Which lines of the data below contain the string "stone"? Report each of those lines in full, and treat case as significant.

## Data to use
---------------

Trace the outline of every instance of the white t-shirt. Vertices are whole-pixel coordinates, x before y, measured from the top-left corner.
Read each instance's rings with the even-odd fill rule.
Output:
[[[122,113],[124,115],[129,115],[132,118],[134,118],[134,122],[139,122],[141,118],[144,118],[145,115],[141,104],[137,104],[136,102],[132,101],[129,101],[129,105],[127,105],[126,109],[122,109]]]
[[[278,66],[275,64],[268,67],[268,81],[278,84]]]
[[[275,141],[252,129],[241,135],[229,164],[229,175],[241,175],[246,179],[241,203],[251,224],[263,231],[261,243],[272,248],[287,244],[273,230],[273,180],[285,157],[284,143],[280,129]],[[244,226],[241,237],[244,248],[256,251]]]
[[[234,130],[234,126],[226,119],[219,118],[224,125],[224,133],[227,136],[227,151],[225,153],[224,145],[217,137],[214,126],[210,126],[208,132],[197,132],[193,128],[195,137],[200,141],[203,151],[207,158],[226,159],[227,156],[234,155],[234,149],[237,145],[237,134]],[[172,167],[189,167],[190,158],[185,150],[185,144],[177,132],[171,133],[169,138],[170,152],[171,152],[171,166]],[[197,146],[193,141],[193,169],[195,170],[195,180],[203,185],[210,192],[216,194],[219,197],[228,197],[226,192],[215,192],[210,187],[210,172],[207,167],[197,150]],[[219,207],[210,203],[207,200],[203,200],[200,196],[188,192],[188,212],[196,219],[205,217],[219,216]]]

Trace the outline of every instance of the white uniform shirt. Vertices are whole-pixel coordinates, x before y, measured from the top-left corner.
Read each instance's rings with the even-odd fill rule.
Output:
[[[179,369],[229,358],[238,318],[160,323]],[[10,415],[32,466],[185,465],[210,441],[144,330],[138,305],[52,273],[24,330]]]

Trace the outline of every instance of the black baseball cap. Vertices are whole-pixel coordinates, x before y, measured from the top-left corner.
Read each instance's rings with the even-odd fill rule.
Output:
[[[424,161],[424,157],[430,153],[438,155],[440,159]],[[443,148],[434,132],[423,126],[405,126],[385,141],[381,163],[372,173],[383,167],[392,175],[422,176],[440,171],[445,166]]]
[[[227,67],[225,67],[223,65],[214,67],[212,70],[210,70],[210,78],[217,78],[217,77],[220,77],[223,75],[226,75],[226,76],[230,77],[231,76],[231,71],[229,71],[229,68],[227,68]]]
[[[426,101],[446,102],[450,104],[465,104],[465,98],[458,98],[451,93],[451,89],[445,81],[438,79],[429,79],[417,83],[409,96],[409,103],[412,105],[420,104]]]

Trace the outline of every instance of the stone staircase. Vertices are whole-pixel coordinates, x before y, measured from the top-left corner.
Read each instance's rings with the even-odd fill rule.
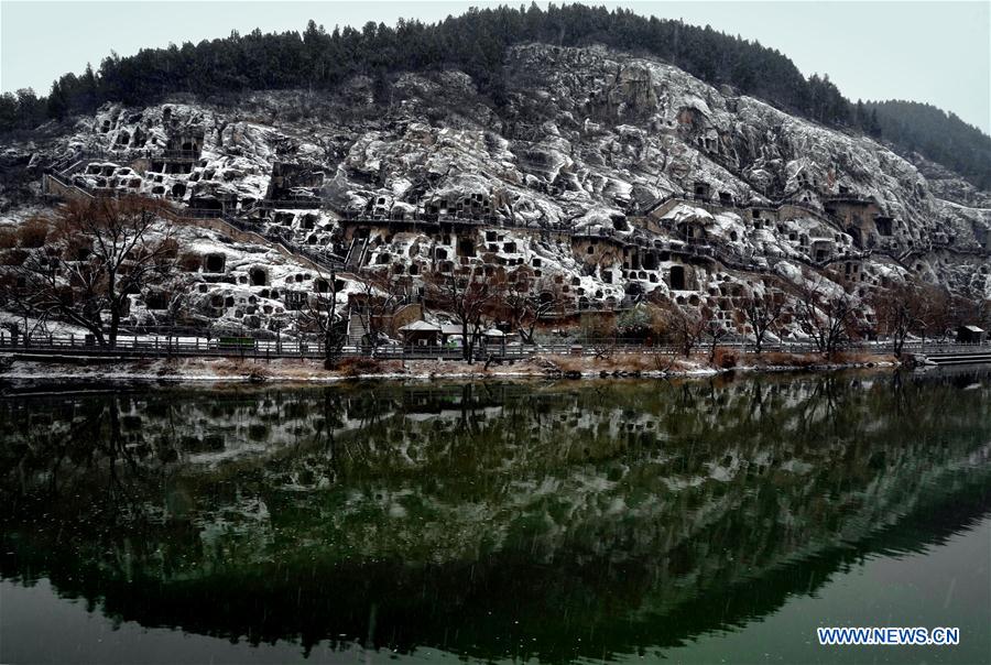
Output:
[[[348,317],[348,344],[360,345],[366,335],[368,335],[368,328],[364,327],[361,315],[351,313]]]

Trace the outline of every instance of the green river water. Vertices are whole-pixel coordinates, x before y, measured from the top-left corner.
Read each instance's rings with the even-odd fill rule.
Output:
[[[0,505],[2,663],[991,662],[985,371],[11,394]]]

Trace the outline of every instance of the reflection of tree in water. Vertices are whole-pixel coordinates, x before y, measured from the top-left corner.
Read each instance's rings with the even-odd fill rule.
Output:
[[[961,461],[991,433],[977,380],[3,402],[3,574],[252,641],[364,639],[375,603],[373,642],[403,650],[673,644],[814,589],[851,549],[917,547],[949,499],[950,524],[984,511],[987,465]]]

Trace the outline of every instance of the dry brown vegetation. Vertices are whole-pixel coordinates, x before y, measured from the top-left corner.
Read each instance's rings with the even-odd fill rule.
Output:
[[[591,356],[538,356],[538,360],[562,372],[679,372],[694,369],[684,358],[666,353],[612,353],[601,358]]]

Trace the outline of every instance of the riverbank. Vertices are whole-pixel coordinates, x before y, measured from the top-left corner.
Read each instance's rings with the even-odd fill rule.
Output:
[[[721,351],[721,350],[720,350]],[[662,353],[614,353],[601,357],[535,356],[500,364],[450,360],[374,360],[349,358],[335,370],[318,360],[238,358],[170,358],[120,360],[115,358],[0,357],[0,381],[74,383],[153,382],[335,382],[355,379],[513,379],[513,378],[663,378],[706,375],[727,371],[835,370],[897,367],[891,355],[843,353],[831,360],[821,355],[747,353],[729,351],[690,358]]]

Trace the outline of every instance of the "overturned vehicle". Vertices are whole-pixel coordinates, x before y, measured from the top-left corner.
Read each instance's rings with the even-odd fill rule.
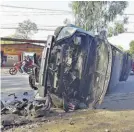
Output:
[[[96,108],[113,81],[113,53],[104,34],[94,36],[73,25],[58,27],[54,36],[48,36],[41,64],[29,83],[39,96],[50,93],[52,101],[61,100],[65,111]],[[118,81],[124,80],[121,68],[122,61]]]

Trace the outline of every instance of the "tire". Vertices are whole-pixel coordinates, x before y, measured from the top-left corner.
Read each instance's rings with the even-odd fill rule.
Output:
[[[11,75],[16,75],[17,74],[17,69],[15,67],[12,67],[12,68],[9,69],[9,73]]]
[[[32,89],[37,90],[38,88],[35,86],[35,78],[33,75],[29,75],[29,85]]]

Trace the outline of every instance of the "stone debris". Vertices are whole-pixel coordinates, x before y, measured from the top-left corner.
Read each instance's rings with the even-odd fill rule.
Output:
[[[15,94],[12,94],[15,97]],[[26,95],[26,93],[25,93]],[[11,96],[11,95],[9,95]],[[47,116],[51,108],[52,100],[48,94],[45,100],[28,100],[26,98],[14,98],[12,101],[1,101],[1,128],[8,128],[27,124],[30,119]]]

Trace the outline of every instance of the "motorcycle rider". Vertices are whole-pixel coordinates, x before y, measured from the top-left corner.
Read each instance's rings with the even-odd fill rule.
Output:
[[[24,56],[24,59],[22,61],[22,66],[21,66],[21,70],[22,70],[22,73],[25,73],[25,66],[27,64],[27,57]]]

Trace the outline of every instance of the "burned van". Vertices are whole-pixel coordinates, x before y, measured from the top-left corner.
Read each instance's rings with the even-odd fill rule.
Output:
[[[66,110],[79,104],[93,108],[105,96],[111,67],[112,49],[106,39],[73,25],[59,27],[48,36],[36,87],[41,97],[50,93],[62,99]]]

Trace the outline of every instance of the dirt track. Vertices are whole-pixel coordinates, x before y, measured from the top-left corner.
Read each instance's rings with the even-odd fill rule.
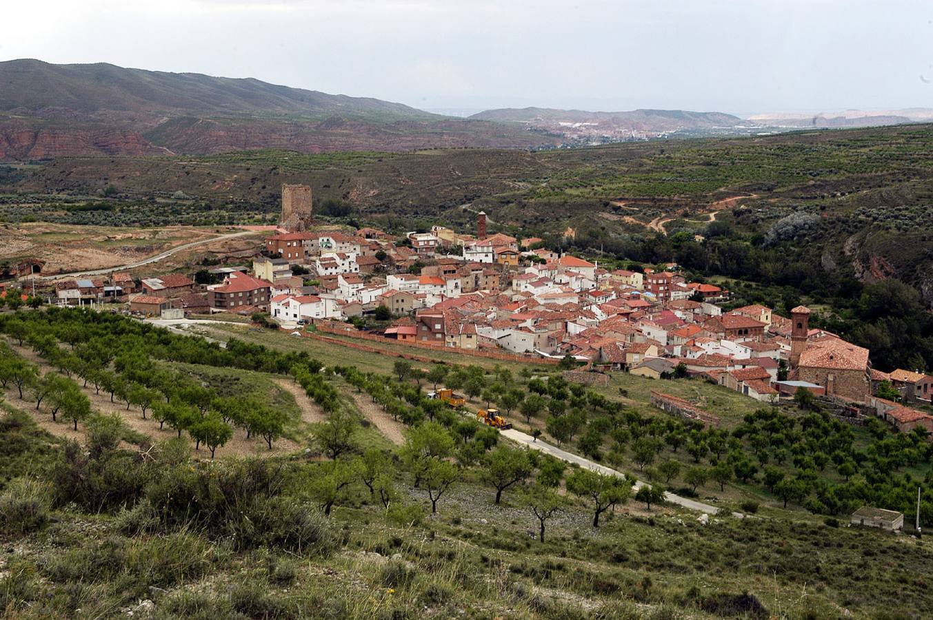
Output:
[[[404,424],[394,420],[389,414],[383,411],[378,405],[373,403],[372,399],[368,395],[355,393],[353,393],[351,395],[359,412],[363,414],[364,418],[372,422],[372,425],[383,434],[383,437],[396,446],[401,446],[405,443],[405,436],[402,434],[402,429],[405,428]]]

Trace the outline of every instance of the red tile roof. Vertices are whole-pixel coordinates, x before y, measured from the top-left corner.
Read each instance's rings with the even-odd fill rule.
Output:
[[[828,338],[812,342],[801,353],[799,366],[808,368],[836,368],[865,370],[869,364],[869,350],[839,338]]]
[[[155,306],[160,306],[167,301],[168,299],[164,297],[157,297],[152,295],[137,295],[130,299],[131,304],[151,304]]]
[[[254,278],[253,276],[248,276],[242,271],[234,271],[230,280],[223,286],[217,286],[212,289],[216,293],[245,293],[246,291],[255,291],[260,288],[271,288],[272,282],[259,278]]]

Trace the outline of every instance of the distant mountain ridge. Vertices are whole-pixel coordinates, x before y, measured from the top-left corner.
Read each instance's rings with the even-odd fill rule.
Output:
[[[32,59],[0,62],[0,111],[284,115],[391,115],[439,117],[402,103],[331,95],[252,77],[215,77],[124,69],[114,64],[51,64]]]
[[[0,62],[0,161],[263,148],[527,148],[560,140],[517,124],[451,118],[254,78],[106,63]]]
[[[627,112],[589,112],[554,108],[525,107],[485,110],[469,117],[478,120],[511,122],[603,122],[630,123],[649,131],[674,130],[677,127],[731,127],[742,118],[721,112],[690,112],[687,110],[638,109]]]
[[[258,79],[126,69],[108,63],[0,62],[0,161],[67,156],[301,153],[433,147],[551,148],[631,140],[749,135],[933,118],[912,109],[836,117],[638,109],[503,108],[467,117]],[[928,115],[924,117],[924,115]],[[764,128],[764,129],[761,129]]]
[[[772,127],[871,127],[904,125],[933,120],[933,108],[912,107],[901,110],[820,112],[817,114],[759,114],[748,120]]]

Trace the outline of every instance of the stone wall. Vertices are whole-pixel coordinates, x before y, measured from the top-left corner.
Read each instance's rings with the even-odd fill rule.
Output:
[[[608,385],[609,376],[600,372],[585,372],[579,370],[564,370],[564,379],[570,383],[581,385]]]
[[[714,416],[708,411],[703,411],[693,403],[679,396],[665,394],[652,390],[651,405],[678,418],[701,421],[704,426],[716,427],[719,425],[719,418],[717,416]]]
[[[829,380],[829,376],[832,380]],[[871,382],[864,370],[839,370],[800,366],[797,378],[801,381],[816,383],[826,388],[827,394],[864,402],[871,393]]]

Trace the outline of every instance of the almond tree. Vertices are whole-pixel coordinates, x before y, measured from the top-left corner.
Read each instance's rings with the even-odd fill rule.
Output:
[[[599,516],[625,503],[632,494],[632,484],[628,479],[615,475],[603,475],[588,469],[578,469],[567,476],[567,490],[574,495],[588,499],[592,503],[592,527],[599,527]]]
[[[538,540],[544,542],[544,528],[551,517],[566,504],[565,498],[558,495],[553,489],[536,484],[522,495],[522,503],[531,510],[538,522]]]

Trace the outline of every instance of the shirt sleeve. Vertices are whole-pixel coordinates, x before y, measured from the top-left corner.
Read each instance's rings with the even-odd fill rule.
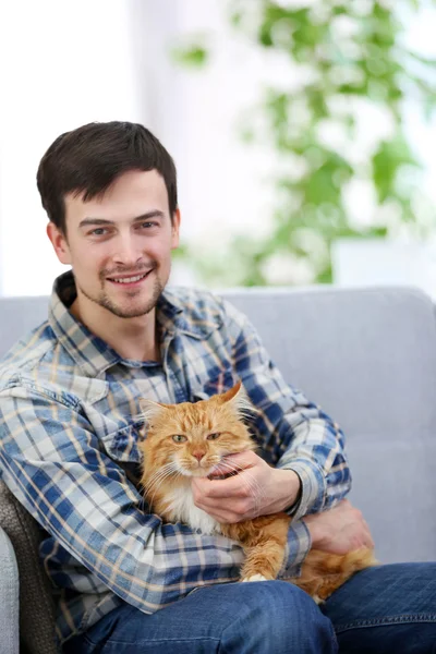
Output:
[[[39,524],[144,613],[196,586],[235,581],[242,548],[147,513],[86,416],[61,400],[20,383],[0,392],[1,473]]]
[[[301,480],[300,500],[288,512],[298,521],[331,508],[351,487],[342,431],[283,380],[246,316],[228,302],[225,307],[234,370],[258,410],[251,429],[268,460]]]

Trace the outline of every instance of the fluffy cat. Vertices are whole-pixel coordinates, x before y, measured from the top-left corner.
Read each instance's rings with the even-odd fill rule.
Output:
[[[152,510],[166,522],[183,522],[203,533],[221,533],[241,543],[245,561],[242,581],[276,579],[283,564],[288,529],[287,513],[262,516],[234,524],[220,524],[194,505],[192,477],[209,476],[223,457],[254,450],[243,419],[255,411],[241,383],[225,393],[196,403],[161,404],[140,401],[147,422],[142,479],[145,498]],[[326,600],[354,572],[376,565],[372,549],[361,548],[346,555],[312,549],[302,566],[301,577],[288,581],[306,591],[316,602]]]

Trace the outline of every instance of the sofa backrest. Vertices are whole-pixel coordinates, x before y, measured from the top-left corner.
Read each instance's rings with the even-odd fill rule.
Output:
[[[350,499],[383,562],[436,558],[434,305],[407,288],[223,293],[259,330],[284,378],[346,432]],[[43,322],[47,298],[0,299],[0,355]]]

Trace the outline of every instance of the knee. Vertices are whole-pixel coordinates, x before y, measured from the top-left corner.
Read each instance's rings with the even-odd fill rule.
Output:
[[[338,651],[331,621],[301,589],[286,581],[250,586],[238,616],[225,630],[225,652],[334,654]],[[222,642],[222,644],[225,644]]]

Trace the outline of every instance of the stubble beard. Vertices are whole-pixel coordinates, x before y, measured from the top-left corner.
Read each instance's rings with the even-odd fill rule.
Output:
[[[141,316],[145,316],[145,315],[149,314],[150,311],[153,311],[155,308],[160,295],[164,292],[165,284],[159,279],[159,277],[156,275],[155,281],[153,284],[152,298],[142,306],[132,306],[131,308],[123,308],[122,306],[119,306],[116,302],[113,302],[109,298],[109,295],[105,291],[105,289],[102,289],[100,291],[100,293],[98,294],[97,298],[93,298],[81,286],[77,284],[77,288],[85,295],[85,298],[90,300],[90,302],[94,302],[95,304],[102,306],[102,308],[106,308],[114,316],[118,316],[119,318],[138,318]],[[133,295],[133,298],[134,298],[134,295]]]

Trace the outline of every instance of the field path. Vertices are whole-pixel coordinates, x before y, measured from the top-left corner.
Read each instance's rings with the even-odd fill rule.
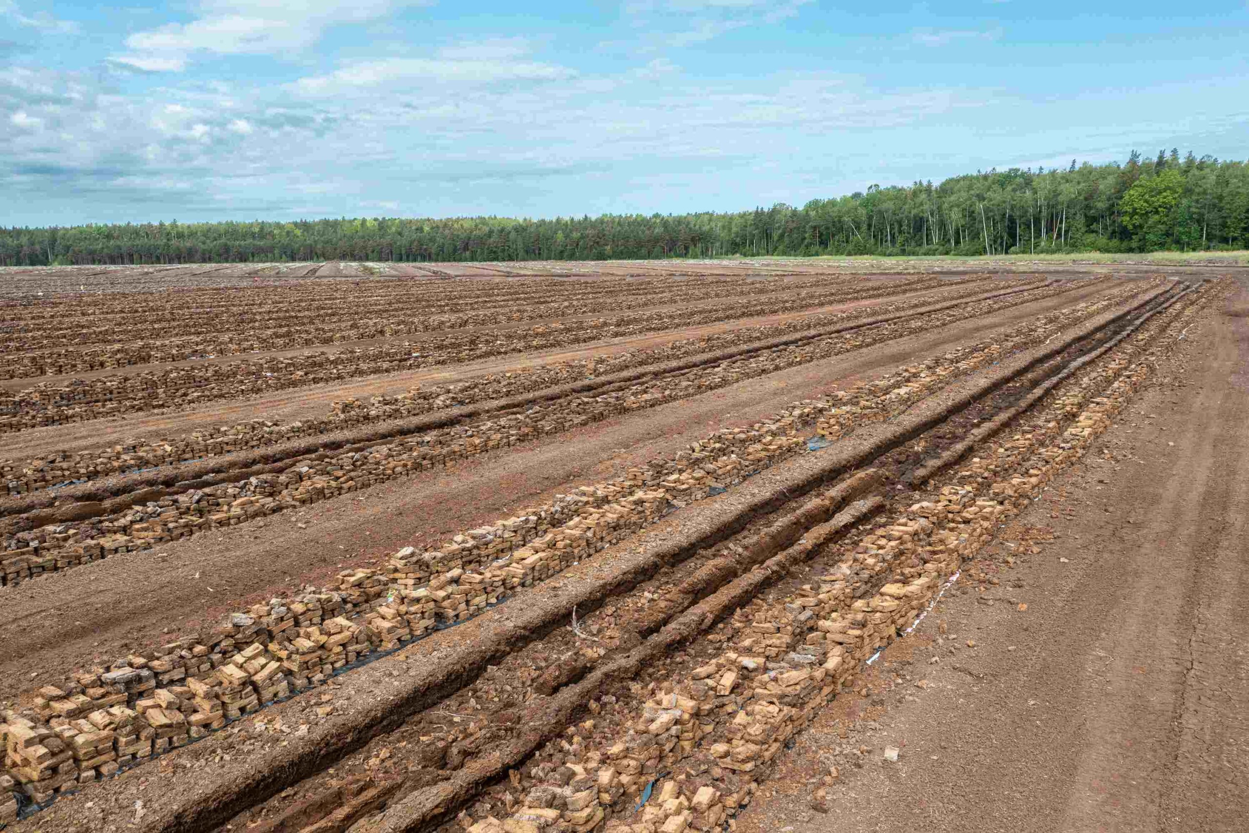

---------------

## Result of this exercise
Trace the outline of every instance of the stone staircase. Vertices are whole-pixel coordinates, x before y, measured from the top-left corner.
Trace the outline of every instance of the "stone debris". Vertices are whole-pixel coordinates, x before y, measured from the top-left corner.
Trace the outline of every instance of the stone wall. Vertices are whole-pixel coordinates, x before y, measured from the top-left corner.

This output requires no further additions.